# Your goal:
Set down, with no changes, the lines that run from the start of the records through the line containing "Give the outline of every instance of the street".

# Provided records:
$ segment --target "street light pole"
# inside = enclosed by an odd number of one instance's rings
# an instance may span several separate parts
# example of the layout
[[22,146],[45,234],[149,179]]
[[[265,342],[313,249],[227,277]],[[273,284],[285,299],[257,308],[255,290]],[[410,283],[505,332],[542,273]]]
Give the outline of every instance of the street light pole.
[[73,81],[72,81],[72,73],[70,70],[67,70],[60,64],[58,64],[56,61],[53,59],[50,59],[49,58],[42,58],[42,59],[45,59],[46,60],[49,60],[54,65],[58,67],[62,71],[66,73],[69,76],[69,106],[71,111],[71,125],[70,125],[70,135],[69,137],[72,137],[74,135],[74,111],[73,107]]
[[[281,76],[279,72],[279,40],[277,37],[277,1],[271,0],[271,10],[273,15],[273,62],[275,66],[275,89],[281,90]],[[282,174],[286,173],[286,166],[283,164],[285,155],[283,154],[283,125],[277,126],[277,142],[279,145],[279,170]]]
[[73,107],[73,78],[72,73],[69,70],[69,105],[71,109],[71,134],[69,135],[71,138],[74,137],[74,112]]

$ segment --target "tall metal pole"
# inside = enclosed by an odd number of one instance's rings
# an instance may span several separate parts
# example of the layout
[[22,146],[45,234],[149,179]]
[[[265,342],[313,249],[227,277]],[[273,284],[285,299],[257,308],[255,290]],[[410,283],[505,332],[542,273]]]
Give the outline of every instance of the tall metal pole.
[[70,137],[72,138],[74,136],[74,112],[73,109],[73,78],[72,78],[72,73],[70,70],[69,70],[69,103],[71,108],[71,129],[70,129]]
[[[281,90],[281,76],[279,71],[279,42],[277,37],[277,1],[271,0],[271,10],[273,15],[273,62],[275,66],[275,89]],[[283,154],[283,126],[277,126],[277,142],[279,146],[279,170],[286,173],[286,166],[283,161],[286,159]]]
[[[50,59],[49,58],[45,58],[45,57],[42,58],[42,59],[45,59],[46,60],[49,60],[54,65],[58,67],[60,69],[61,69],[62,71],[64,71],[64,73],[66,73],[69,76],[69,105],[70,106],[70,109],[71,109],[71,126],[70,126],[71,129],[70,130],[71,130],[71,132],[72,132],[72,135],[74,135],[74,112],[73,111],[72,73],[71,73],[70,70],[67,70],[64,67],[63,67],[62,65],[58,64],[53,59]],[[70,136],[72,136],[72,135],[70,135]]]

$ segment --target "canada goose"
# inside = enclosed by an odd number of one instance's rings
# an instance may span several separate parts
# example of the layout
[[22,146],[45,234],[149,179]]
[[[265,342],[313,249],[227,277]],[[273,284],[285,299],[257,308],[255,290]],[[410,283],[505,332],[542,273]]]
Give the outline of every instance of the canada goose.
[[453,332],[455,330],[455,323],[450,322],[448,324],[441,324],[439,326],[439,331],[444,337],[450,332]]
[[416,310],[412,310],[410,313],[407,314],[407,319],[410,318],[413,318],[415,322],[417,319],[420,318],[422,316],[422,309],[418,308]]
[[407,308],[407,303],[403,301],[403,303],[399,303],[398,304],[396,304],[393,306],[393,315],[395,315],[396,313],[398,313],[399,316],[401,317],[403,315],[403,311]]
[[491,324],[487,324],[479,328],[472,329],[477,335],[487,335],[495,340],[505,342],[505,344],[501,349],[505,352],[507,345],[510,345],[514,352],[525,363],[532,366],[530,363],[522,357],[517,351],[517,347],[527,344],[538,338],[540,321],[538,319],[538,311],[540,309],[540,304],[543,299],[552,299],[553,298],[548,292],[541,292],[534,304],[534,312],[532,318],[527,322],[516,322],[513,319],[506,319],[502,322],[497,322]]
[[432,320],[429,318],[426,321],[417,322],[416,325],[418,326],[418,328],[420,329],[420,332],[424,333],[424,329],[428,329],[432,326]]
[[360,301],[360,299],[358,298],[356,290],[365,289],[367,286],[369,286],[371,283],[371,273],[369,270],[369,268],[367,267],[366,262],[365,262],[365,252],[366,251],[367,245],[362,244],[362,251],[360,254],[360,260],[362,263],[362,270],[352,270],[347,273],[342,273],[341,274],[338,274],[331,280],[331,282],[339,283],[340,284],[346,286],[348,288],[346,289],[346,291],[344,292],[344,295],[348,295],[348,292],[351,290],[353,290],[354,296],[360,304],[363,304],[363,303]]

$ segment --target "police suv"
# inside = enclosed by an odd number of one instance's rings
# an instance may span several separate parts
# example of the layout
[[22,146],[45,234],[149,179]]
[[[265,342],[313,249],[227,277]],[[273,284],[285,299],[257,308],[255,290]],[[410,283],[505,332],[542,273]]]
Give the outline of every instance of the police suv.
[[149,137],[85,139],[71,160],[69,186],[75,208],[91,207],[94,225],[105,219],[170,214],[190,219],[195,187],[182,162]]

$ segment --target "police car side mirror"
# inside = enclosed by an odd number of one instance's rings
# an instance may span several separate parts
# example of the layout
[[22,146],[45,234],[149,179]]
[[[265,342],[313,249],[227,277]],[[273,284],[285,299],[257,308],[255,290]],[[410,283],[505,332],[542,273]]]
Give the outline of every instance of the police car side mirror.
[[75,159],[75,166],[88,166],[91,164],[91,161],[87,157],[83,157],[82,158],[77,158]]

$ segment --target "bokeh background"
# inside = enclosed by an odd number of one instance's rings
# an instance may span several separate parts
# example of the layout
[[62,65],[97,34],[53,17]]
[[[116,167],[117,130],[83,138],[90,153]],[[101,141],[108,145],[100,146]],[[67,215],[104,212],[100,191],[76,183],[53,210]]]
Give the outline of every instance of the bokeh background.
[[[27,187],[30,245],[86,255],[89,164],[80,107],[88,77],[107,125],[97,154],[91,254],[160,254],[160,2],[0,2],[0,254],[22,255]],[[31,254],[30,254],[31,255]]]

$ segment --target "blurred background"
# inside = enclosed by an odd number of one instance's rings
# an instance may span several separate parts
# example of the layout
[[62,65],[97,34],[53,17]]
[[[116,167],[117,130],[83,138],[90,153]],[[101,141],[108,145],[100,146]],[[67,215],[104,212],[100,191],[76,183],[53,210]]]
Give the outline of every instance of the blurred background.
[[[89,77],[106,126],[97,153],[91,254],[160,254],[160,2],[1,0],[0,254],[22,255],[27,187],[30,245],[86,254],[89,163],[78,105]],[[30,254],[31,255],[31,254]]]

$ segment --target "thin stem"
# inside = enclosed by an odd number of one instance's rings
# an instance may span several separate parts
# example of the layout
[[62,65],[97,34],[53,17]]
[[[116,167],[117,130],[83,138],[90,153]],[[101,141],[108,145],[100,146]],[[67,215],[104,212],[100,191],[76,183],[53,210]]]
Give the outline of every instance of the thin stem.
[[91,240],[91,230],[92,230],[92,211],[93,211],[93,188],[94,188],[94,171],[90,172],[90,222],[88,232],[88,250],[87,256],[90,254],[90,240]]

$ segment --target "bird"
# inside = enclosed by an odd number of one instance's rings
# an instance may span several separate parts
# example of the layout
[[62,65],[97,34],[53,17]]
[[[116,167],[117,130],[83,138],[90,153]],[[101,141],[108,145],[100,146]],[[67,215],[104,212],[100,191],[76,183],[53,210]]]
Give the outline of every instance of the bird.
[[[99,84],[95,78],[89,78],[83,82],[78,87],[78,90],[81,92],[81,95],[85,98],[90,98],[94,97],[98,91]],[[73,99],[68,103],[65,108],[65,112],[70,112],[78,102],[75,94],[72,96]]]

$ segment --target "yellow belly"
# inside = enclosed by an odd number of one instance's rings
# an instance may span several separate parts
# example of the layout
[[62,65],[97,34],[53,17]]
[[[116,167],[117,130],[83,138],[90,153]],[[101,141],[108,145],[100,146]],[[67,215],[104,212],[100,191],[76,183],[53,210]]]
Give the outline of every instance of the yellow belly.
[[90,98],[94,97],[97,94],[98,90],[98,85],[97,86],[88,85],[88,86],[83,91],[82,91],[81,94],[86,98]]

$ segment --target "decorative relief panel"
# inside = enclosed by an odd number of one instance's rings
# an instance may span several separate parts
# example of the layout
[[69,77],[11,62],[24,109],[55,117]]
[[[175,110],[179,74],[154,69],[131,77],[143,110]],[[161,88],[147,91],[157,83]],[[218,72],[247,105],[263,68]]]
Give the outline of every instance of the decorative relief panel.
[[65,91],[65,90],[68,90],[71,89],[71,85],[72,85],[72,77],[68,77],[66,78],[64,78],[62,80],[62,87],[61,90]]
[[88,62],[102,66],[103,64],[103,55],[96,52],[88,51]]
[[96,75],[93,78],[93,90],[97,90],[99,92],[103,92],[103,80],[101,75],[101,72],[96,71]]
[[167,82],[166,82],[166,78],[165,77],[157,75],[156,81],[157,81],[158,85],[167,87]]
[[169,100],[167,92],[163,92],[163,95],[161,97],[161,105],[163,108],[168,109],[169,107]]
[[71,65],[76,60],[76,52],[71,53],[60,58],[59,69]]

# Written response:
$ segment --target "street light pole"
# inside = enclosed by an odd number of one instance's rings
# an instance may span several separate parts
# example of the layout
[[22,146],[45,234],[149,179]]
[[[265,342],[313,249],[227,277]],[[273,284],[285,299],[257,308],[255,290]],[[410,283],[505,332],[542,273]]]
Give the outline of every instance of the street light pole.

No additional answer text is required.